EXCERPT TO READ
On Thu, 14 Oct 1999, Richard Stallman wrote:
> The term "self-archiving" is not well-defined, but one natural meaning
> includes only as putting the paper on *your own* web server.
> That is not sufficient. Mirror sites are vital to make material
> accessible, and to prevent it from being lost.
> In order to have mirror sites, you need to permit mirror sites, which
> means you need to insist on keeping the rights to permit mirror sites.
Please let us not get lost in needless and self-paralyzing legalisms. The
right to publicly self-archive one's own papers on the Web means the
right to publicly self-archive one's own papers on the Web. That's the
right to Write them in the Sky, for everyone, everywhere, to read in
The recent attempt by some publishers to formulate a terminological
distinction between "personal servers" and "public servers" in their
copyright-agreement language is simply LOGICALLY (hence legally)
untenable, because all servers that are on the Web (and not blocked by
a firewall) are public.

REQUEST A
Translate into Spanish this sentence from the self-archiving passage: "Mirror sites are vital to make material accessible, and to prevent it from being lost."
REQUEST B
Decide whether each statement agrees with the self-archiving passage, answering yes or no and quoting the words of the passage that settle it.
(i) The passage calls the term "self-archiving" well-defined.
(ii) The passage holds that all servers on the Web that are not blocked by a firewall are public.
(iii) The passage says that having mirror sites requires permitting mirror sites.
REQUEST C
Reproduce word for word the stretch of the self-archiving passage from "On Thu, 14 Oct" through "from being lost.".

LISTING
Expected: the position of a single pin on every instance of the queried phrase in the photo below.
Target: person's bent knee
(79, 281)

==

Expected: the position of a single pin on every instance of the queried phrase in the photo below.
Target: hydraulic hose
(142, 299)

COMPLETE OUTPUT A
Los sitios espejo son vitales para hacer accesible el material y para evitar que se pierda.

COMPLETE OUTPUT B
(i) No: "The term "self-archiving" is not well-defined"
(ii) Yes: "all servers that are on the Web (and not blocked by a firewall) are public"
(iii) Yes: "In order to have mirror sites, you need to permit mirror sites"

COMPLETE OUTPUT C
On Thu, 14 Oct 1999, Richard Stallman wrote:
> The term "self-archiving" is not well-defined, but one natural meaning
> includes only as putting the paper on *your own* web server.
> That is not sufficient. Mirror sites are vital to make material
> accessible, and to prevent it from being lost.